Source passage »
Harold is awed. With her lesson in faith, slipped casually with a microwaved burger, fries and polite conversation, the girl unintentionally inspires his 300-mile journey, on foot, from South Devon to Berwick-upon-Tweed – and subsequently becomes a recipient of his deep gratitude and several postcards.

I procured this book because I'd bought its sequel, in German, at a book sale a couple of years ago. The experience of reading it was unexpected; it is delightful, painful, realistic, hopeful, cold and warm all in one. At the heart of it is a seemingly simple premise, with layers and even plot twists that unfold as we follow along on the journey. (A little spoiler lies ahead, and the paragraph is indicated accordingly.)

Entries »

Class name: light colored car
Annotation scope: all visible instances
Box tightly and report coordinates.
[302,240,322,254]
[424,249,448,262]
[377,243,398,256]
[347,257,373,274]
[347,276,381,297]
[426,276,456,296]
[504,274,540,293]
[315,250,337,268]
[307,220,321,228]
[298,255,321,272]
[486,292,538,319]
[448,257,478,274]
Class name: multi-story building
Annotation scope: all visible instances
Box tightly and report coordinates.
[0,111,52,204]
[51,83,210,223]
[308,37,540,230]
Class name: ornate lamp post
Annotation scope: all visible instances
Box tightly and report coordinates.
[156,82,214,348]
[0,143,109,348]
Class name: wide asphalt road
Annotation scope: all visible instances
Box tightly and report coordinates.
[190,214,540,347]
==
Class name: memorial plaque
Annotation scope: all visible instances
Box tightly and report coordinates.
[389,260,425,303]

What to do »
1. Can you sum up the book review in two sentences?
2. Could you rewrite only the lines in the records from the line containing "Class name: light colored car" through the line containing "[190,214,540,347]", including the requests? Multiply every bounding-box coordinate in the answers by 0.7 and round each to a whole number, with halves rounded up.

Set of answers »
1. A girl's casual lesson in faith, given over a microwaved burger, fries and polite conversation, inspires Harold's 300-mile walk from South Devon to Berwick-upon-Tweed, and she later receives his deep gratitude and several postcards. The reviewer got the book after buying its sequel in German at a book sale and found it delightful, painful, realistic, hopeful, cold and warm all in one, with a seemingly simple premise that holds layers and plot twists.

2.
Class name: light colored car
Annotation scope: all visible instances
Box tightly and report coordinates.
[211,168,225,178]
[297,174,314,183]
[264,170,279,179]
[243,180,261,192]
[243,193,267,208]
[298,193,319,207]
[353,192,378,205]
[221,175,236,188]
[215,154,225,160]
[209,179,225,190]
[340,204,377,223]
[314,180,335,192]
Class name: multi-story building
Annotation scope: all visible instances
Box tightly and report coordinates.
[0,78,36,143]
[36,58,147,156]
[216,26,378,161]
Class name: ornate lamp post
Annotation scope: all visible instances
Box tightly and report coordinates.
[109,57,150,244]
[0,100,76,244]
Class name: wide asphalt road
Annotation scope: all visible instances
Box tightly and report coordinates.
[133,150,378,243]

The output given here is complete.